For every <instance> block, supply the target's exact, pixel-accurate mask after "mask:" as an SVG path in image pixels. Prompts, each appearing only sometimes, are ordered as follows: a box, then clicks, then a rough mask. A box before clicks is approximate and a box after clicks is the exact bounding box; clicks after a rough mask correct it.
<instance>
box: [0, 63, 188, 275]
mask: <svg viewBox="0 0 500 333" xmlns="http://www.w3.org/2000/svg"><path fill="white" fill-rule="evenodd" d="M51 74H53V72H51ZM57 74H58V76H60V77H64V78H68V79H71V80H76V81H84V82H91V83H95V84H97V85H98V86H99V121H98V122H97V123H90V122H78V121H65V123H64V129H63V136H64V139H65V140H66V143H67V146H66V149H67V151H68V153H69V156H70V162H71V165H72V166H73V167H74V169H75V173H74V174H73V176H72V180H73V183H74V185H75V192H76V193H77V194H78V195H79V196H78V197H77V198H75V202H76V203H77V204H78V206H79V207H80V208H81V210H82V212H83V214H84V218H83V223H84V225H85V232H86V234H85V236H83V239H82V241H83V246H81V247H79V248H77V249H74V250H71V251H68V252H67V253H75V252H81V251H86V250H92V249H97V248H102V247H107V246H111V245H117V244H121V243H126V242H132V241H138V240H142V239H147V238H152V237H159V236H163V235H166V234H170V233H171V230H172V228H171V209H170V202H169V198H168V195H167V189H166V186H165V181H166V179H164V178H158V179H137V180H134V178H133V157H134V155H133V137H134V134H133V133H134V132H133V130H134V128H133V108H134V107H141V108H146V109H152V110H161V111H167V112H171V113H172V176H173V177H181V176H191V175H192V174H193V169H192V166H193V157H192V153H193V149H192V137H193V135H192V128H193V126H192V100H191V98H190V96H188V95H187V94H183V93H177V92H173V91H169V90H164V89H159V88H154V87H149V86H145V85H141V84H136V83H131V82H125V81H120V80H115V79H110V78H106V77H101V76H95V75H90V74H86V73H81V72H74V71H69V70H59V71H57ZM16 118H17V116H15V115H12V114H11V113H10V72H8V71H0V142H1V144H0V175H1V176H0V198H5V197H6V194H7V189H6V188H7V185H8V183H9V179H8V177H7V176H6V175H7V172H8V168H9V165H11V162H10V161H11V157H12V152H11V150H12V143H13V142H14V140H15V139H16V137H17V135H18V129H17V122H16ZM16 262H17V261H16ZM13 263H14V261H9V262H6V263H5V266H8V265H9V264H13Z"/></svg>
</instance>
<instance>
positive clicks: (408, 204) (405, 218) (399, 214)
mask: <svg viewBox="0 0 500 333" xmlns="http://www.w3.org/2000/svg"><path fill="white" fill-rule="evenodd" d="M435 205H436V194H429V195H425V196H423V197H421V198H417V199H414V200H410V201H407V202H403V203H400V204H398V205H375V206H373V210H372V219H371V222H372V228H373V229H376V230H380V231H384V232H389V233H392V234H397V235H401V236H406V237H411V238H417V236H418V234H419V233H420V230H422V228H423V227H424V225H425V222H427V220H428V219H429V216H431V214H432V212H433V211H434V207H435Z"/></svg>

════════════════

ABOUT THIS EXERCISE: Reproduce the rows verbatim, from the start of the rows through the line containing "box: [0, 63, 188, 275]", including both ends.

EXERCISE RESULT:
For every <instance> block, supply the target's exact, pixel-accurate mask after "mask:" as an SVG path in image pixels. Prompts, each appearing only sometimes, are ordered as follows: a box, then clicks, then a rough mask. A box before clicks is approximate and a box after clicks is the exact bounding box; clicks after a rough mask correct it.
<instance>
box: [0, 63, 188, 275]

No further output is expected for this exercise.